■ Entries provided ■
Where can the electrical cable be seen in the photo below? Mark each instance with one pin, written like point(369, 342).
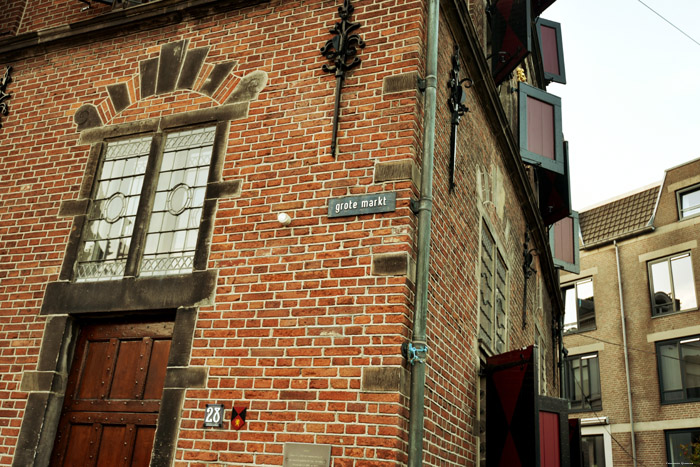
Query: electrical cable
point(676, 27)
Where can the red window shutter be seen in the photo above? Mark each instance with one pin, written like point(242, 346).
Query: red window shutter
point(511, 36)
point(549, 35)
point(550, 455)
point(540, 127)
point(563, 240)
point(554, 192)
point(511, 410)
point(541, 139)
point(538, 6)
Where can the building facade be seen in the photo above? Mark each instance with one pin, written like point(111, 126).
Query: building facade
point(271, 232)
point(632, 325)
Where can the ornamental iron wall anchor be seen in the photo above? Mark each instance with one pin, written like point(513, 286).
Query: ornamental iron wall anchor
point(341, 49)
point(456, 102)
point(6, 79)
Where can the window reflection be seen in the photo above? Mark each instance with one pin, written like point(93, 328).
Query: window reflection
point(579, 306)
point(672, 284)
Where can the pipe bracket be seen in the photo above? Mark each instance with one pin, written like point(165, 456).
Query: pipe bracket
point(417, 353)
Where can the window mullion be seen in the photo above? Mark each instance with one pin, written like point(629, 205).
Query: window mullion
point(673, 286)
point(681, 364)
point(155, 157)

■ Problem requirements ■
Rewrite all the rows above, changing every "Mark each instance with one pin" to "Put one pin on every instance" and keeping everything else the same. Leave the pictures out.

■ Solution to the problem ■
Where can the electrical cable be seen in the photo below? Put one pin on every instance, written like point(369, 342).
Query: electrical cable
point(676, 27)
Where can the red window shutter be seen in the photo above? Put one pin on every instance, written like point(242, 346).
Query: red window shutter
point(511, 36)
point(549, 35)
point(550, 455)
point(540, 127)
point(563, 240)
point(554, 192)
point(511, 410)
point(541, 139)
point(538, 6)
Where can the building facade be seen in the photo above? Put one pin on every instance, written like point(111, 126).
Query: building facade
point(271, 232)
point(632, 325)
Where can the ornamental iron wall anchor be seen in the photo above? Put one pin on every instance, written like point(513, 286).
Query: ornamental iron wall anchor
point(341, 49)
point(456, 102)
point(6, 79)
Where can the window reflection be seen in the photo above? Put one pin on every instance, written like point(93, 328).
Query: window reflection
point(579, 306)
point(672, 284)
Where can the pipe bracket be seen in the photo above? Put one pin on every instance, written like point(165, 456).
Query: pipe bracket
point(417, 353)
Where can the window mullion be seen in the photo above? Put one pin on every instance, written like point(629, 205).
Query: window mullion
point(673, 286)
point(681, 364)
point(155, 157)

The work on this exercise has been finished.